Segment Start: THE DATA
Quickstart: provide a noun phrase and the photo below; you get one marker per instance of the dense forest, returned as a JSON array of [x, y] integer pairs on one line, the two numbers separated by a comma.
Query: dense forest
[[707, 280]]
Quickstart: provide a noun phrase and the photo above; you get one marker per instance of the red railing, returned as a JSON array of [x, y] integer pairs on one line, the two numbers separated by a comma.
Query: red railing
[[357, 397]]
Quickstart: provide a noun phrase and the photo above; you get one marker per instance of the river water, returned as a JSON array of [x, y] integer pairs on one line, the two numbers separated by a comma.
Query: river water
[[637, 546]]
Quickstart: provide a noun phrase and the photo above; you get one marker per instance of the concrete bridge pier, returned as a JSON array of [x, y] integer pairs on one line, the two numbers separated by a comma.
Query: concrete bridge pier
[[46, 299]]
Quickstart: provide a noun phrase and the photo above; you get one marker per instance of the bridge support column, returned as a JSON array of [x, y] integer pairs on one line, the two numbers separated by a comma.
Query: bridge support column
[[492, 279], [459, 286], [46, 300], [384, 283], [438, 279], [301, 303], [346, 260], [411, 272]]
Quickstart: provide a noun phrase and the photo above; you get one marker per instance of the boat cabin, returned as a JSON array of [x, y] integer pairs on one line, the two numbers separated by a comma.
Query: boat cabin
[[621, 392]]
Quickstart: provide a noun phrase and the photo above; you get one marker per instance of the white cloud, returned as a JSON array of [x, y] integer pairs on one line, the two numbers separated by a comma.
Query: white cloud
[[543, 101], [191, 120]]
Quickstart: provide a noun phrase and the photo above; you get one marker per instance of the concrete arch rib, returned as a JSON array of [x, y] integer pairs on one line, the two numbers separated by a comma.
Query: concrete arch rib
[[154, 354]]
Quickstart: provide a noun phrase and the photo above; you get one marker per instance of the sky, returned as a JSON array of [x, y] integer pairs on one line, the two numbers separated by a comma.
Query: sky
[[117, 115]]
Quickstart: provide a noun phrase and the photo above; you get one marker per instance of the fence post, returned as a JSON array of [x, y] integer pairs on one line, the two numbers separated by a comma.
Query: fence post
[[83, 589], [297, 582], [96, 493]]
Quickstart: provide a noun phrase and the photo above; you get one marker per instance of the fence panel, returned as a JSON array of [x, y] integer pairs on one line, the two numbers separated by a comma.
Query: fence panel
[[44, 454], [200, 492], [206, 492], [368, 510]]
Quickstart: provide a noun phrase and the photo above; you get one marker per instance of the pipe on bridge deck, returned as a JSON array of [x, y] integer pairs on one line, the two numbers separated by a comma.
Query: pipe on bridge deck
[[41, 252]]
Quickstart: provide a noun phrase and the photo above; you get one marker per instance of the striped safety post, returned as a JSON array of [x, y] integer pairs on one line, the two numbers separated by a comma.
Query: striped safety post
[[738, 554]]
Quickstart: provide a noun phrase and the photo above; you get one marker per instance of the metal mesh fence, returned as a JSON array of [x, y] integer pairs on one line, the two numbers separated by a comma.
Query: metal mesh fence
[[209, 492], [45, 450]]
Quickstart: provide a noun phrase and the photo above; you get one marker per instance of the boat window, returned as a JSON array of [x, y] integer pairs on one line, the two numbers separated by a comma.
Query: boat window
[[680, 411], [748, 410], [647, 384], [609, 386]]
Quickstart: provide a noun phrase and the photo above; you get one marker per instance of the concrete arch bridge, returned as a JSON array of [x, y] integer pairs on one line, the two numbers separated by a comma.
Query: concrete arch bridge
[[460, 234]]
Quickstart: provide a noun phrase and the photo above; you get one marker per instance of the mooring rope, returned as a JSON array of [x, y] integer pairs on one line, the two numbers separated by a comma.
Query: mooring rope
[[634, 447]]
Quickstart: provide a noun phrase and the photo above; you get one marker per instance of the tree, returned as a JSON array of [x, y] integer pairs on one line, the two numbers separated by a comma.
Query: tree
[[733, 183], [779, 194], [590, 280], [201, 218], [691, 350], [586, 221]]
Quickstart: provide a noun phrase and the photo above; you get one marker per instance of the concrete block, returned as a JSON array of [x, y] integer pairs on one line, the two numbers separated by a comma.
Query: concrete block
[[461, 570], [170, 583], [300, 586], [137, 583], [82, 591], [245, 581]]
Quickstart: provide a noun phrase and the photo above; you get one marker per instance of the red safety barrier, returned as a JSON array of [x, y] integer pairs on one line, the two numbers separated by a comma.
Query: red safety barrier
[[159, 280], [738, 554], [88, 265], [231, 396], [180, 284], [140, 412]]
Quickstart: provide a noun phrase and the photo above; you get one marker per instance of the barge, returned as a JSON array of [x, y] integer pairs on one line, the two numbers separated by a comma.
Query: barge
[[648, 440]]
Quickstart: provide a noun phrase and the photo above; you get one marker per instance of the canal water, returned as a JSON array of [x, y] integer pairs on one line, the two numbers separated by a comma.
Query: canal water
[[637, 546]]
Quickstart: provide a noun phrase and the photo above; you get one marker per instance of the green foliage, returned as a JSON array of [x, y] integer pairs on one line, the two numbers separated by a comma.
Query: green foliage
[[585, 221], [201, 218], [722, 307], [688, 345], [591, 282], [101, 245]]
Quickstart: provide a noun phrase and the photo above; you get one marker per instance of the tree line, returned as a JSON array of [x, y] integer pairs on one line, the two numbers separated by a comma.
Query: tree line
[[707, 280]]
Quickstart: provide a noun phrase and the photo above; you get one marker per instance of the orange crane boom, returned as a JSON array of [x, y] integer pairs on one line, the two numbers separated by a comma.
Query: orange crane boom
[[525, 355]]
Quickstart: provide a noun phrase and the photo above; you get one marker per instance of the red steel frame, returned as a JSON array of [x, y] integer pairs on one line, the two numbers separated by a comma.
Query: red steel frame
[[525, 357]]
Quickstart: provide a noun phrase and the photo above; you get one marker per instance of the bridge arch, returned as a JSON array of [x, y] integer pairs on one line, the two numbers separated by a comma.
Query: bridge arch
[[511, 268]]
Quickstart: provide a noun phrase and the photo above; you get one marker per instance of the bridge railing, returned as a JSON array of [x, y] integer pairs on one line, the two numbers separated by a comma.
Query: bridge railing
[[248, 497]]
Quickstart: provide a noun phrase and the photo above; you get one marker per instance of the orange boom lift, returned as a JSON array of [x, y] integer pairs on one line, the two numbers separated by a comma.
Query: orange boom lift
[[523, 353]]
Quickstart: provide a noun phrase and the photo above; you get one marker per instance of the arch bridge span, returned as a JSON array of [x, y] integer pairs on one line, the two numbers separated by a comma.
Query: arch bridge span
Segment End: THE DATA
PROBLEM DETAILS: If a line in the data above holds the string "span", copy it.

EXERCISE OUTPUT:
Quickstart: provide a noun phrase and the photo above; you get one marker per instance of the arch bridge span, returned as a JSON array of [x, y] integer pairs on one line, the two numbers separated by a comma.
Query: arch bridge span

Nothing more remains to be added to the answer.